▶ _Material provided_:
╔══

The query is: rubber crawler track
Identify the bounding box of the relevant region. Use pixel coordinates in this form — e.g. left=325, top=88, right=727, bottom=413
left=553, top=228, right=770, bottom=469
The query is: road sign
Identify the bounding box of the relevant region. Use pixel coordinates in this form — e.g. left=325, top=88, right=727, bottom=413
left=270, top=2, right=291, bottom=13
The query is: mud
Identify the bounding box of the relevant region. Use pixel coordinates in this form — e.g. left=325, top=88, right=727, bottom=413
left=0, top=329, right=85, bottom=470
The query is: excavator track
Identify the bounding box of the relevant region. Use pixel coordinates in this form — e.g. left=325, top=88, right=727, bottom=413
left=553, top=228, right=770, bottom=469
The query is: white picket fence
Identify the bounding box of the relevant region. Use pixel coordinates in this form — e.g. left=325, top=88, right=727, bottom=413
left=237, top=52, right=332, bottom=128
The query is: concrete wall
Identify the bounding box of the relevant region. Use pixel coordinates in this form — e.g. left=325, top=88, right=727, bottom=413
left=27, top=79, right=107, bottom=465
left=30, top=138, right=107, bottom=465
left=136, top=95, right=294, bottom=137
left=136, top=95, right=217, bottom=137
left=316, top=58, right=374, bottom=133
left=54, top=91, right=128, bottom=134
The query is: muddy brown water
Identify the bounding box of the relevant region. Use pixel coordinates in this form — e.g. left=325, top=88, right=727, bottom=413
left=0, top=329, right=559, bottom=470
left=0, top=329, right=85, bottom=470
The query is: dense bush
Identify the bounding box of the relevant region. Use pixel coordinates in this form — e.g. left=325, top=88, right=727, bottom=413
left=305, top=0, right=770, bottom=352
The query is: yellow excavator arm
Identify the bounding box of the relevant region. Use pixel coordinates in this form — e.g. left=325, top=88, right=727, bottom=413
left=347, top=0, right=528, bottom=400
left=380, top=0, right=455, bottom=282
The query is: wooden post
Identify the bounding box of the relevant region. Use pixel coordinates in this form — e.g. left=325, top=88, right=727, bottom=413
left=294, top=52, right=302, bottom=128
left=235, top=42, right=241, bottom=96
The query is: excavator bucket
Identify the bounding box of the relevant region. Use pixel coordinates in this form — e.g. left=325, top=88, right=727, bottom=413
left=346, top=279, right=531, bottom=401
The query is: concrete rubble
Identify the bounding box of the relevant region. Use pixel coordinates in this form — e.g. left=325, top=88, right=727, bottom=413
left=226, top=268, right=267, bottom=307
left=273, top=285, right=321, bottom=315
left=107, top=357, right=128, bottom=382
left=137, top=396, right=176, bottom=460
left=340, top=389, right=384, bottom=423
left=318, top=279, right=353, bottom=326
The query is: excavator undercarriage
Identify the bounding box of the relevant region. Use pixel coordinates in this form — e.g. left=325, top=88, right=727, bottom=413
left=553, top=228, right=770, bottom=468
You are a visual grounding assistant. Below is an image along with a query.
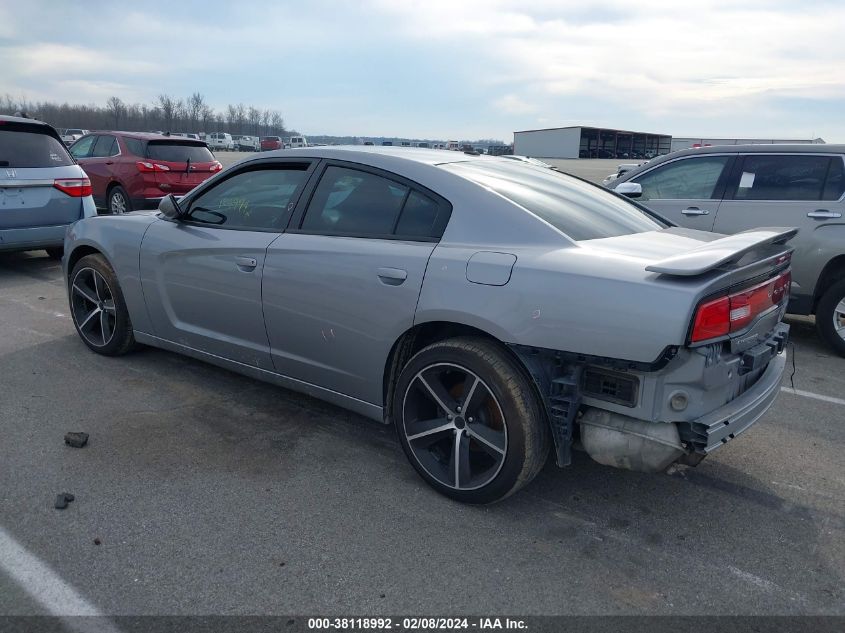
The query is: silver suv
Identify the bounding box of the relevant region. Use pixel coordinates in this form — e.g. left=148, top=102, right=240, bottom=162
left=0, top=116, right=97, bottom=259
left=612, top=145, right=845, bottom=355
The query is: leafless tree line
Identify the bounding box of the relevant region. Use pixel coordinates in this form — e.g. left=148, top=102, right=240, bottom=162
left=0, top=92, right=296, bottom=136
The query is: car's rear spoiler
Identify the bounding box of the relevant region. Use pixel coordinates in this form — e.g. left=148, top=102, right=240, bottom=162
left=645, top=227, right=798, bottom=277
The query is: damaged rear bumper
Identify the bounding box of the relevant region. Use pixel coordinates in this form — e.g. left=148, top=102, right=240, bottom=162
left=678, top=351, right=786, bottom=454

╚══
╔══

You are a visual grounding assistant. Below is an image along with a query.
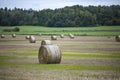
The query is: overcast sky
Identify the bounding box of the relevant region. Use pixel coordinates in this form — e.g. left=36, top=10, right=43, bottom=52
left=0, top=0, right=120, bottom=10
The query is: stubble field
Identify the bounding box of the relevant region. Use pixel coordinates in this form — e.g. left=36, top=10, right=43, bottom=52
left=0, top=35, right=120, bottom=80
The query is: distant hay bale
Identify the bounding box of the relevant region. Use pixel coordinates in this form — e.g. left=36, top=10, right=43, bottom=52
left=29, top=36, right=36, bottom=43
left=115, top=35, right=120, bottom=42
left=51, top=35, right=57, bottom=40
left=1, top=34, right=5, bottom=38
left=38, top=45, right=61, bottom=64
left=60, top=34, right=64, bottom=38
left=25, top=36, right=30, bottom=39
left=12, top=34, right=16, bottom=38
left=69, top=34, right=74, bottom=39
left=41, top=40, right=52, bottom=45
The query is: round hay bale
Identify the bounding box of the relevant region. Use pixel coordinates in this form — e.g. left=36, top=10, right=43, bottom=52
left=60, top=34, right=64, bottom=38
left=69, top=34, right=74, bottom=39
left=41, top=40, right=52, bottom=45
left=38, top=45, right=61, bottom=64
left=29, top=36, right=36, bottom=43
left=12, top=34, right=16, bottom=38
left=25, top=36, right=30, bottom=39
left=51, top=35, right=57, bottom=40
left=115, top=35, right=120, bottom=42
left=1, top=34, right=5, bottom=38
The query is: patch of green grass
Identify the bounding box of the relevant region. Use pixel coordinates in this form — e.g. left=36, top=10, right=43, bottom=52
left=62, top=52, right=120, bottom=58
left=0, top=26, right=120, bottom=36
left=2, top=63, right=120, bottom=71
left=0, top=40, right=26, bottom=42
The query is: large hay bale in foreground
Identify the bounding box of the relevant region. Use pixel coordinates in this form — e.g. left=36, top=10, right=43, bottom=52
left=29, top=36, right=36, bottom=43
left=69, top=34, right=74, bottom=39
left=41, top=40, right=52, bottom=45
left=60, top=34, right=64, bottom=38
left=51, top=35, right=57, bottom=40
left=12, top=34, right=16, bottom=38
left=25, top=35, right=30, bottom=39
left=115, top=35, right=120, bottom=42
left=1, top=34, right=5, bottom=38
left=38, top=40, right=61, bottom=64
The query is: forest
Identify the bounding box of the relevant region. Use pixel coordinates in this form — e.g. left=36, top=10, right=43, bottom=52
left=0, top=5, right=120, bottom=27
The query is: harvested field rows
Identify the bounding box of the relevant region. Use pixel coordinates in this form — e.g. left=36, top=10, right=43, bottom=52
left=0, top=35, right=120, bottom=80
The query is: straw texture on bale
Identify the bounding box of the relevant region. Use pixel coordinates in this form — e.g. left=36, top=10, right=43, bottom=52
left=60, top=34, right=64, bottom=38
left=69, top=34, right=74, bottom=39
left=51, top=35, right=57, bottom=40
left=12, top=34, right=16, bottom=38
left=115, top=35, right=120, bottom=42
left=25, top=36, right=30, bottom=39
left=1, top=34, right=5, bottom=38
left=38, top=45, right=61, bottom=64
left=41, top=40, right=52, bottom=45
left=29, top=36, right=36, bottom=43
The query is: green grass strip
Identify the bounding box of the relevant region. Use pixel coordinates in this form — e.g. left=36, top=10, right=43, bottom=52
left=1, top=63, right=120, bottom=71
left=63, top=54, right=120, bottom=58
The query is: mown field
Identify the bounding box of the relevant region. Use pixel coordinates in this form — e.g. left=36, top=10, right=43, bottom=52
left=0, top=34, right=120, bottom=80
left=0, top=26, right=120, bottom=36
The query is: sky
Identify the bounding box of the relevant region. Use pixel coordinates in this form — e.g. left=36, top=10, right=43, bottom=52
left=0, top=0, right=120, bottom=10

╚══

Filter the listing above, keeping every line that contains the word "concrete".

The query is: concrete wall
The query is: concrete rubble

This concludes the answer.